- _Prompt 1_: Quote the passage of the discussion on finite games from "A colon isn't" to "dangers of transference.".

═══ Text provided ═══

Again, what's this double-colon you're using?


Its an advanced colon, as used by ... well, no jokes occur to me. It
is very like a single colon, though more signalled.


A colon isn't grammatical at that point in that sentence, either!
Does it, in fact, mean `and'?


David, my real comments on the two proposition are at the bottom, but in
between we encounter the dangers of transference.

The term " :: " indicates among philosophic types that it is not a colon
used as in writing, but used in writing in the same way as a colon is used
in mathematics, that is, one suggests a ratio, or proportional relationship,
rather than alternative listings of items with or without stated
relationship, as normally used in writing.

Chess is not even conveniently describable /as a process/ as a
Finite or Infinite Game.

Chess is trivially describable as an infinite game by omitting the
three drawing rules (dead position, three-fold repetition, 50-move
rule). It is then easy to prove that it suffices to consider only
finite games because of the drawing rules.


But finite is itself an arguable determination.


No it isn't! A collection of objects is finite if, and only if, you


a metaphysic! is the you any you, or a hypothetical you? an 'if-you' which
may not actually exist! or could not exist. [pain in the ass, no? these
logical formations in writing, but their advantage of symbol displacements
is that impossible 'you's' can be discerned. In math the positied term could
go unchallenged, and it doesn't concern anyone if it is a hypothetical value
of 'you'. But in writing of actual 'you' values it must relate to what is
possible, not metaphysically supposed.

Otherwise the sort of person referenced as 'you' may or may not exist, and
such statements do not even imply they /could/ exist. But this renders the
formulation undifferentiated from either the impossible or the imaginary.

can (in principle)


is 'if you can (in principle)' a conditional statement where the 'if' means
'when' rather than 'if you could', and the '(in principle)' is a known
principle than than a supposition?

otherwise in formal logic you posit an hypothesis which, true, /would/ be
finite, but is not known if it actually exists. this is why finite is
arguable - to wit: to whom?

example: red and blue are colours. The 'and' does not tell us if they are
the same colour, as in the case if we had written 'light blue and azure are
colours'

if c is the category, 'a colour', then the statements:-
a=c
b=c
does not mean a=b except in relationship to c, which is to say, they are
equal only in set-theory, and the term "=" does not mean 'same' as in
identical, but 'equivalent quality' related to their set, which is not the
only set they can belong to...

count them (1, 2, 3, 4...) and stop at some number,
having counted all the objects. So, the number of pieces on a
chessboard is finite, as is the number of grains of sand in the Sahara
Desert.


but time is not finite. and if time taken exceeds time permitted, eg, the
entirety of an individual's life, or beyond the extent of the life of the
entire universe for all people, then the term finite runs into trouble -
since know other time is available or knowable to cite as a possibility

Is it used synonymnously for 'theoretical',


No.

═══

- _Prompt 2_: Find every line of the entries below that contains the string "piling", and copy each such line.

═══ Records shown ═══

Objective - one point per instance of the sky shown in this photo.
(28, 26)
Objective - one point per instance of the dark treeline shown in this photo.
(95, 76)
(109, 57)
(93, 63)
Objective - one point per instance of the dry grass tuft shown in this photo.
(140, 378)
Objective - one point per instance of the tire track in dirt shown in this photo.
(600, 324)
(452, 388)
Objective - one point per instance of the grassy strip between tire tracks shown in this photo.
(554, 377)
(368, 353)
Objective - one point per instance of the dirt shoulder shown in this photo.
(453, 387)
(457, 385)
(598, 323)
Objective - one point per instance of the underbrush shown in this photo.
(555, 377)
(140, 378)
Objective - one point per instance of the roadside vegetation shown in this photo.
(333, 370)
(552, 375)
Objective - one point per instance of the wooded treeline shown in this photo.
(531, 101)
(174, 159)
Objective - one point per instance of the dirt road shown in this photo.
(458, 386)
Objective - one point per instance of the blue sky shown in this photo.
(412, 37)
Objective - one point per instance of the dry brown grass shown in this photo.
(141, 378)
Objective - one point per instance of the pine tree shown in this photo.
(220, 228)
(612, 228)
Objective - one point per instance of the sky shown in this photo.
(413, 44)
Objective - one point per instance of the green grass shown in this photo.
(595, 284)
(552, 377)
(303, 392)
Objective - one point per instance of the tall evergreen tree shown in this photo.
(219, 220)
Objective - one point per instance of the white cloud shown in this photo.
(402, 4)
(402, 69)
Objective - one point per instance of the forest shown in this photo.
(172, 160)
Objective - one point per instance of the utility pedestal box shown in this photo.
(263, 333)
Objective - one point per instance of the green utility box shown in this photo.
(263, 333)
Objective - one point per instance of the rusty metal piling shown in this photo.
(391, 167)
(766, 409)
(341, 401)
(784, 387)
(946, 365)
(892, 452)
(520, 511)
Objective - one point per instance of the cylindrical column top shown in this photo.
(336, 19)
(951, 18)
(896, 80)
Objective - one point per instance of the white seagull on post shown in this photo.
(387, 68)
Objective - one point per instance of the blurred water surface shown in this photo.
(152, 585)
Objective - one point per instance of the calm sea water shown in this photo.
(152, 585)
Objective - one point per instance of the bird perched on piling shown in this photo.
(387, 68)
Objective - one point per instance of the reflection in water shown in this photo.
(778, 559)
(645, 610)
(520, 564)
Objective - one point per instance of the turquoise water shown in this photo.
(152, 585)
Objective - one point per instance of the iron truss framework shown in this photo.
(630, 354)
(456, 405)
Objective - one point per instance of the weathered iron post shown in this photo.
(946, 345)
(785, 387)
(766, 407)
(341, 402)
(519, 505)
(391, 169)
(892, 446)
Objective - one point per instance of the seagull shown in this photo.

═══

- _Written solution 1_:
A colon isn't grammatical at that point in that sentence, either!
Does it, in fact, mean `and'?


David, my real comments on the two proposition are at the bottom, but in
between we encounter the dangers of transference.

- _Written solution 2_:
Objective - one point per instance of the rusty metal piling shown in this photo.
Objective - one point per instance of the bird perched on piling shown in this photo.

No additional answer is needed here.